DIRECTIONS = Starting with the line that contains "Target: fingernail", copy every line through the end of the data below, exactly and with nothing added.

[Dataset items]
"""
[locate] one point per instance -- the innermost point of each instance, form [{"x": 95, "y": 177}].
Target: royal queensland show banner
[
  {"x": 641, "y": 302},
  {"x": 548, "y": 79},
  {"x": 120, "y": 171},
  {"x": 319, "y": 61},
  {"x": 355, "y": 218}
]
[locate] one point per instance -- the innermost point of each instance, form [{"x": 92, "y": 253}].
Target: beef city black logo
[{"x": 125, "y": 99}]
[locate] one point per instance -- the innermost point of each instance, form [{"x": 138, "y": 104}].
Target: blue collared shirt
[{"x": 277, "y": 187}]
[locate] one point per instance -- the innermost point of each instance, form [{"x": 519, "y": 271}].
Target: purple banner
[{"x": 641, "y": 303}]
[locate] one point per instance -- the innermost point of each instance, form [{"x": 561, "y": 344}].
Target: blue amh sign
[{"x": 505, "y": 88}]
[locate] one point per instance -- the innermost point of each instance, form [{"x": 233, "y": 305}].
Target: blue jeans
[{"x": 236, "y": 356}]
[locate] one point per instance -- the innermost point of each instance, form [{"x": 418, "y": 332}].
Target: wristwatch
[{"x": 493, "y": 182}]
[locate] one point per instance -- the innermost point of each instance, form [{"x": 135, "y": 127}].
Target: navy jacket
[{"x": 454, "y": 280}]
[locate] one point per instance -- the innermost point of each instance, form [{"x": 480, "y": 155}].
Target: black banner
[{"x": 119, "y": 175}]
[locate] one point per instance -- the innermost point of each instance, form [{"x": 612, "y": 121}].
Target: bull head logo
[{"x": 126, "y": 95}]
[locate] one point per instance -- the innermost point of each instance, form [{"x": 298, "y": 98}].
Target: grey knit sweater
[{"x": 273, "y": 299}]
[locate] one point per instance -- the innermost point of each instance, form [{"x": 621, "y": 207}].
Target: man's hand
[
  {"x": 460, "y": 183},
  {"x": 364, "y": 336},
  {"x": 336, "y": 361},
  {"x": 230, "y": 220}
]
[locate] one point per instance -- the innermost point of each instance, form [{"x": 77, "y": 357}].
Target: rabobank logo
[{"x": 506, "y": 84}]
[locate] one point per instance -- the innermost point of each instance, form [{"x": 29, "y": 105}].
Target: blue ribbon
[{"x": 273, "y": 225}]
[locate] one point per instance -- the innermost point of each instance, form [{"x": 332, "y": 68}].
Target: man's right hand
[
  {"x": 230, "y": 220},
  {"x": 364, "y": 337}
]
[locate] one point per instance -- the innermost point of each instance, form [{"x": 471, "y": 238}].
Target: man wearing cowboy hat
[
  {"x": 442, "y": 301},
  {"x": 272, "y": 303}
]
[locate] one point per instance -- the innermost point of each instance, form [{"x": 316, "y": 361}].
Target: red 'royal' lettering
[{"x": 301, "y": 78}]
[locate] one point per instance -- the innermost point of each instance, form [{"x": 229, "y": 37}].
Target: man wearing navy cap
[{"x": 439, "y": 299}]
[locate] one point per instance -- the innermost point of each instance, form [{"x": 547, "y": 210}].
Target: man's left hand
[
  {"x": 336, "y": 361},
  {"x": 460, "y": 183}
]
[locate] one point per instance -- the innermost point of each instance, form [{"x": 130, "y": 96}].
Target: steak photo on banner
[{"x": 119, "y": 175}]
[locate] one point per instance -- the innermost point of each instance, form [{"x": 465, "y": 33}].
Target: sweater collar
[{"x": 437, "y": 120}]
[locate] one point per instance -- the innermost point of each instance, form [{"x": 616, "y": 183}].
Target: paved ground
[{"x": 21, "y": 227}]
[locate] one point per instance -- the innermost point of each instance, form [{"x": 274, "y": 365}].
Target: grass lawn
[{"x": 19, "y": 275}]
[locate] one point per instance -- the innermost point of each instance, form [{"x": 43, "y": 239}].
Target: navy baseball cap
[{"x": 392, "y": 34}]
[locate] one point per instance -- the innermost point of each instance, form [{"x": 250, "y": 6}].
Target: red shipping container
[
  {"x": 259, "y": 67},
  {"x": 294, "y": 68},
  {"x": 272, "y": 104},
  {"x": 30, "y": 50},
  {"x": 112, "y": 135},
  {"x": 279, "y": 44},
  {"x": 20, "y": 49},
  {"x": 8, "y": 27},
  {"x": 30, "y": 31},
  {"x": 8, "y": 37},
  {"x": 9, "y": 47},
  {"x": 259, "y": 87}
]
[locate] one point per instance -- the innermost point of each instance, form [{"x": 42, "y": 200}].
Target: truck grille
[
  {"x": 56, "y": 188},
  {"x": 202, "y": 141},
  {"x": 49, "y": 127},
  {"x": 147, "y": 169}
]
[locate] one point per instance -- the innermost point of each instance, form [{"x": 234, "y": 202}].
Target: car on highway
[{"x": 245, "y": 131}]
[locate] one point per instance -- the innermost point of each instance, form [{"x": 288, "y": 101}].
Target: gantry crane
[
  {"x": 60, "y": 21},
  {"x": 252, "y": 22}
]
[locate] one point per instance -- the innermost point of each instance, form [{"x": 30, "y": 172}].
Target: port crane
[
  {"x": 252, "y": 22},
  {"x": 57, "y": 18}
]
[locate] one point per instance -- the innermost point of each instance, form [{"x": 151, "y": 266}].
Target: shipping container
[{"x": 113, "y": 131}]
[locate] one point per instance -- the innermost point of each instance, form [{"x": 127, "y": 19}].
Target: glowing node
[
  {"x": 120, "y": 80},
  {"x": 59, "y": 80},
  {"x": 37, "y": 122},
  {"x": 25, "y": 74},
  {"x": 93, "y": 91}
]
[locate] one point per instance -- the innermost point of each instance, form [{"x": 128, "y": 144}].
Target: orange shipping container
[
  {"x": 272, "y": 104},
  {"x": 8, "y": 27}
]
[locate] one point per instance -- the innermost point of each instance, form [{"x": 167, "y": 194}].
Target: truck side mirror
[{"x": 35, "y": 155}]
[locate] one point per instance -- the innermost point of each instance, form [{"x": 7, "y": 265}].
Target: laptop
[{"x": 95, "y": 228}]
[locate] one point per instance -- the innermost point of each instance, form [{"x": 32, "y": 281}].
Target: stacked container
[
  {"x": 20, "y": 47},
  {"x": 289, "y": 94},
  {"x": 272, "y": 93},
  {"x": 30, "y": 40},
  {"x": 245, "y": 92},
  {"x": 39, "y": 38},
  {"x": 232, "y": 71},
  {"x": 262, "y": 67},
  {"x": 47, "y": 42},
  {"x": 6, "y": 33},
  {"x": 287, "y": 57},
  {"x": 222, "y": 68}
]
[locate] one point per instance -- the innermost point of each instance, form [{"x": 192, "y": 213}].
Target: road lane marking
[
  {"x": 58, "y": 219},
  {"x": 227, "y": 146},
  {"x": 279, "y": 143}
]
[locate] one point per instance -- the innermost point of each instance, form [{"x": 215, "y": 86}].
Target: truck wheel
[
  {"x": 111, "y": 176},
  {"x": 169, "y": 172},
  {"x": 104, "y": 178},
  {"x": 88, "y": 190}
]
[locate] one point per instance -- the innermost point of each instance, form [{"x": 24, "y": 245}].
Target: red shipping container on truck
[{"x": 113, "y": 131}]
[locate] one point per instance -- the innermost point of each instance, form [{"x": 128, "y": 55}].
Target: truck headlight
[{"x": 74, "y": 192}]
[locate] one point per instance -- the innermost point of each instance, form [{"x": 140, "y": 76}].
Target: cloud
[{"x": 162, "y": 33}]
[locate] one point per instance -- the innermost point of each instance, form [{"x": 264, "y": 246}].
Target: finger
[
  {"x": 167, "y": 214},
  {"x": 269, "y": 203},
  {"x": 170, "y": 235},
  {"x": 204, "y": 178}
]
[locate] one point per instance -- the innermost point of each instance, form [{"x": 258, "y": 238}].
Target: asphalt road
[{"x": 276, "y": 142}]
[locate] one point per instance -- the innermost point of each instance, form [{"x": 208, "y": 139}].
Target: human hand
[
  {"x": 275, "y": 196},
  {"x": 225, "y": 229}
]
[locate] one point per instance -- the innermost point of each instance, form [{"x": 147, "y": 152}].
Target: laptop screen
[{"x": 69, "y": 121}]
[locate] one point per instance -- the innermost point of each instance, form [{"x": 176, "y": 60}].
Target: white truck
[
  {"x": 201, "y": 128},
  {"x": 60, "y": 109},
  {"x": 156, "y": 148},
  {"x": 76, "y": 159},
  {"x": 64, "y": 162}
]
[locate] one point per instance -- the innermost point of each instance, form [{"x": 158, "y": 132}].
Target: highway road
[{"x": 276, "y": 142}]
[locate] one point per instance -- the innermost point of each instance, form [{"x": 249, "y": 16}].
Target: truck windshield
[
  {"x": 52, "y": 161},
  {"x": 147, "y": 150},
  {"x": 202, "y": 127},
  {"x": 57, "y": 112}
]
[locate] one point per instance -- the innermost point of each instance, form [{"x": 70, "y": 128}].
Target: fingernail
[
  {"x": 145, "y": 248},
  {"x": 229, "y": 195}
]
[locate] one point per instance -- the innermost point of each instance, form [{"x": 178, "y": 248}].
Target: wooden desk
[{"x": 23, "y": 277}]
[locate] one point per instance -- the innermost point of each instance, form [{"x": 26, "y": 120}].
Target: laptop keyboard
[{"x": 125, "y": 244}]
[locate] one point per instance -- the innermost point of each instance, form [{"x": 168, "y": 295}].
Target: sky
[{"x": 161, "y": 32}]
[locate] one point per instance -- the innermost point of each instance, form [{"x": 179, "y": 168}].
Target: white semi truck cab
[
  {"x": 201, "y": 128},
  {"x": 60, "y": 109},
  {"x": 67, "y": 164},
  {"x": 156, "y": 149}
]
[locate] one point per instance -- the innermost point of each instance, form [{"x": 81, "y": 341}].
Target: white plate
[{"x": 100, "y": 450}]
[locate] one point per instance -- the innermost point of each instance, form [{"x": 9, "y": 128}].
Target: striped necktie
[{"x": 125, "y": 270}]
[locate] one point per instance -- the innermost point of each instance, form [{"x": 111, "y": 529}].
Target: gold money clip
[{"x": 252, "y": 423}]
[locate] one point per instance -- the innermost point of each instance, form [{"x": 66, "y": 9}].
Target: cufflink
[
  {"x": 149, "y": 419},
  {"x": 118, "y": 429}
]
"""
SOLUTION =
Target: fingernail
[
  {"x": 145, "y": 248},
  {"x": 229, "y": 195}
]
[locate] one point per instance -- the innermost point of each instance, form [{"x": 178, "y": 248}].
Target: wooden desk
[{"x": 23, "y": 277}]
[locate] one point per instance -- the innermost point of each instance, form [{"x": 26, "y": 120}].
Target: laptop keyboard
[{"x": 125, "y": 244}]
[locate] one point per instance -- the innermost point of each instance, form [{"x": 168, "y": 295}].
Target: sky
[{"x": 161, "y": 32}]
[locate] one point per instance -- the innermost point of each instance, form [{"x": 179, "y": 168}].
Target: white semi truck cab
[
  {"x": 201, "y": 128},
  {"x": 60, "y": 109},
  {"x": 67, "y": 164},
  {"x": 156, "y": 149}
]
[locate] one point per instance -- the innermost point of each instance, form [{"x": 81, "y": 341}].
Target: white plate
[{"x": 100, "y": 450}]
[locate] one point per instance -- the innermost point of each instance, form [{"x": 9, "y": 128}].
Target: striped necktie
[{"x": 125, "y": 270}]
[locate] one point per instance -- the innermost point of each instance, form [{"x": 111, "y": 529}].
Target: gold money clip
[{"x": 252, "y": 423}]
[locate] one point per instance -- the innermost point of each instance, form [{"x": 66, "y": 9}].
Target: cufflink
[
  {"x": 149, "y": 419},
  {"x": 118, "y": 429}
]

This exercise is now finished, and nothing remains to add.